Task to carry out: Starting at the line that contains "Can you see the front bumper?", copy each line through the end of the listing below. Include both ends and output nothing more.

Provided information:

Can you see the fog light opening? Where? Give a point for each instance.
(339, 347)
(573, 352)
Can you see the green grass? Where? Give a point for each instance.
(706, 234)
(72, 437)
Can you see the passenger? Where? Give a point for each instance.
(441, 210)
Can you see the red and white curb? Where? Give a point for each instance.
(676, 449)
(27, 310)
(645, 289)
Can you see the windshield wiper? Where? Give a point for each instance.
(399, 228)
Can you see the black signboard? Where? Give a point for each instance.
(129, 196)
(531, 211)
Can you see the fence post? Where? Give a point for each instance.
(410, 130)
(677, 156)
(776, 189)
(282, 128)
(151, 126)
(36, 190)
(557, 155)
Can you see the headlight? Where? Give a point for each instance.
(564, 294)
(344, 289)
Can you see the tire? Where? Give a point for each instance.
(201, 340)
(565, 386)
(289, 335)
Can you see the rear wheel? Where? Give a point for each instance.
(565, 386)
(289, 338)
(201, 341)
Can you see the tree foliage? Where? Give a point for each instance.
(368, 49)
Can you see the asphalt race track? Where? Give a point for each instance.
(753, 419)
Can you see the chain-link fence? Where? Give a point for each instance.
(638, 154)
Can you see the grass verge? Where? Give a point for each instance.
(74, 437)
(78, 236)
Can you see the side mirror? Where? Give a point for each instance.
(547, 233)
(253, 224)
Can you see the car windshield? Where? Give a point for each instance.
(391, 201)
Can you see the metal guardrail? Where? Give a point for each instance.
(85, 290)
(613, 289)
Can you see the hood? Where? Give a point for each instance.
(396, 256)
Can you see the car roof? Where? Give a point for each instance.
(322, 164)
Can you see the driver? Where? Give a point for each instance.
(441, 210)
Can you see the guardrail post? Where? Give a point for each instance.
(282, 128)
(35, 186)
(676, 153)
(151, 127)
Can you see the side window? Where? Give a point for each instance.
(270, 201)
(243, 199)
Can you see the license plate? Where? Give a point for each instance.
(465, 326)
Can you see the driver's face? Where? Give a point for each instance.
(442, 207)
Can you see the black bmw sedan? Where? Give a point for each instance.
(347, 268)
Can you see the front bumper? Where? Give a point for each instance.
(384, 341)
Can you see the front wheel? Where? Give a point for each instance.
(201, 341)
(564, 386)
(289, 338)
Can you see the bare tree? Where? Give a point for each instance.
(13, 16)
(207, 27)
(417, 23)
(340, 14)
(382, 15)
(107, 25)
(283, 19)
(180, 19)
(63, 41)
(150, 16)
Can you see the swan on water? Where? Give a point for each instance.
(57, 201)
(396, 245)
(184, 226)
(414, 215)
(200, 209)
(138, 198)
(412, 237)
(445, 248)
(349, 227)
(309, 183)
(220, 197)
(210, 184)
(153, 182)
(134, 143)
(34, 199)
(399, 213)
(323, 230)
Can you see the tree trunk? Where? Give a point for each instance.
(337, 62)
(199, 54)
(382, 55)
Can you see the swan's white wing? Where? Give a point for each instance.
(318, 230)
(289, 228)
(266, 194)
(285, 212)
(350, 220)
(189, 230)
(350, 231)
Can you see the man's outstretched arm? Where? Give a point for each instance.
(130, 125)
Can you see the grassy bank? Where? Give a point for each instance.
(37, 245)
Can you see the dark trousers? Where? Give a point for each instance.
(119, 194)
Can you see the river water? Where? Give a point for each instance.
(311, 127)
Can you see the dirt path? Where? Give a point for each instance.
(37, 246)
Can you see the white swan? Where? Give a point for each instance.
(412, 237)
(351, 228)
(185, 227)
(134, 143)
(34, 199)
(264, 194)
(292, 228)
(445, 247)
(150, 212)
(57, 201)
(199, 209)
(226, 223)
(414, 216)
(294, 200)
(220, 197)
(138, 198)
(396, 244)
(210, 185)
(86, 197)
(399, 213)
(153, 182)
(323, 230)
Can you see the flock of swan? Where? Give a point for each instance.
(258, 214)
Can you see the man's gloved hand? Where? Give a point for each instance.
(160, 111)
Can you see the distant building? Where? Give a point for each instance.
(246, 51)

Worked solution:
Can you see the front bumper? Where? Give a point for each instance.
(384, 341)
Can you see the front wheel? Where? Give a point for each instance.
(201, 341)
(564, 386)
(289, 338)
Can you see the bare tree? Where? Give a point for each instance.
(13, 16)
(207, 27)
(417, 23)
(340, 14)
(382, 15)
(107, 25)
(283, 19)
(180, 19)
(63, 41)
(150, 16)
Can you see the swan on water? Where? Give a point for each instance.
(57, 201)
(396, 245)
(184, 226)
(414, 215)
(200, 209)
(138, 198)
(412, 237)
(445, 248)
(349, 227)
(309, 183)
(220, 197)
(210, 184)
(153, 182)
(134, 143)
(34, 199)
(399, 213)
(323, 230)
Can you see the tree trunk? Where? Give a point for each instance.
(337, 62)
(199, 54)
(382, 55)
Can you see the swan's white wing? Where? Give a point for each instance.
(318, 230)
(289, 228)
(266, 194)
(285, 212)
(350, 220)
(189, 230)
(350, 231)
Can you see the man's outstretched arm? Where? Give a point for each instance.
(130, 125)
Can you see the grassy bank? Where? Give a point for each instance.
(37, 245)
Can you see the dark trousers? Where? Give a point for each instance.
(119, 194)
Can you see the river water? Where? Give a point for each instance.
(311, 127)
Can you see the dirt path? Where? Give a point for each instance.
(37, 246)
Can you see the white swan? Where? Give a point for each instance.
(412, 237)
(351, 228)
(185, 227)
(134, 143)
(34, 199)
(264, 194)
(292, 228)
(445, 247)
(150, 212)
(57, 201)
(199, 209)
(226, 223)
(414, 216)
(294, 200)
(220, 197)
(138, 198)
(396, 244)
(210, 185)
(86, 197)
(399, 213)
(153, 182)
(323, 230)
Can you see the flock of swan? Where? Give a point for each instance.
(258, 214)
Can you see the man's gloved hand? Where? Give a point for each instance.
(160, 111)
Can you see the distant building? Where? Give a point for each instance.
(246, 51)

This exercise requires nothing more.